## SHORT EXERCISE
Reproduce the lines below word for word.

## Dataset records
-*-

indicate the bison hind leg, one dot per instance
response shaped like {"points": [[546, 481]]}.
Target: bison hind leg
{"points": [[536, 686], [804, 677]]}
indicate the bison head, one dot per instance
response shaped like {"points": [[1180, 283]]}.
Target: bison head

-*-

## WRITTEN ANSWER
indicate the bison hind leg, one dot per instance
response shaped like {"points": [[546, 481]]}.
Target: bison hind leg
{"points": [[536, 686], [804, 677]]}
indicate the bison head, one dot per instance
response shaped like {"points": [[1180, 283]]}.
Target: bison head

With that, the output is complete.